* **Task goal**: Repeat the listing below word for word, keeping every line in its original order.

* **Extracted material**:
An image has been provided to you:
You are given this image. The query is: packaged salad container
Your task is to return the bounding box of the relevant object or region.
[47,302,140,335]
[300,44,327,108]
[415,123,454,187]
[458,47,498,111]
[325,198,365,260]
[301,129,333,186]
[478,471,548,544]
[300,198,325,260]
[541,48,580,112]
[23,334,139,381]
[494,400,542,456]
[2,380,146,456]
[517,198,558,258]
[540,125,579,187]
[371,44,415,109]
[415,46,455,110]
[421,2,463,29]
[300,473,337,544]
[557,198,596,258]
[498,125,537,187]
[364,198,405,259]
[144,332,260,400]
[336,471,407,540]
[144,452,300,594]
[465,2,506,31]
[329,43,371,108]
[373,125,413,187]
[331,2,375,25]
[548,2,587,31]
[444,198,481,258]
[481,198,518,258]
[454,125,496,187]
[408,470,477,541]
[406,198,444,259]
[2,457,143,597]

* **Solved problem**:
An image has been provided to you:
You are given this image. The query is: packaged salad container
Your task is to return the bounding box of the relevant object or region.
[47,302,140,335]
[300,44,327,108]
[415,123,454,187]
[458,47,498,111]
[325,198,365,260]
[301,129,333,186]
[478,471,548,544]
[300,198,325,260]
[541,48,580,112]
[23,334,139,381]
[494,400,542,456]
[2,380,146,456]
[517,198,558,258]
[540,125,579,187]
[371,44,415,109]
[415,46,455,110]
[421,2,463,29]
[300,473,337,544]
[557,198,596,258]
[498,125,537,187]
[364,198,405,259]
[144,332,260,400]
[336,471,407,540]
[144,452,300,594]
[465,2,506,31]
[329,43,371,108]
[373,125,413,187]
[331,2,375,25]
[548,2,587,31]
[444,198,481,258]
[481,198,518,258]
[454,125,496,187]
[408,470,477,541]
[406,198,444,259]
[2,457,143,597]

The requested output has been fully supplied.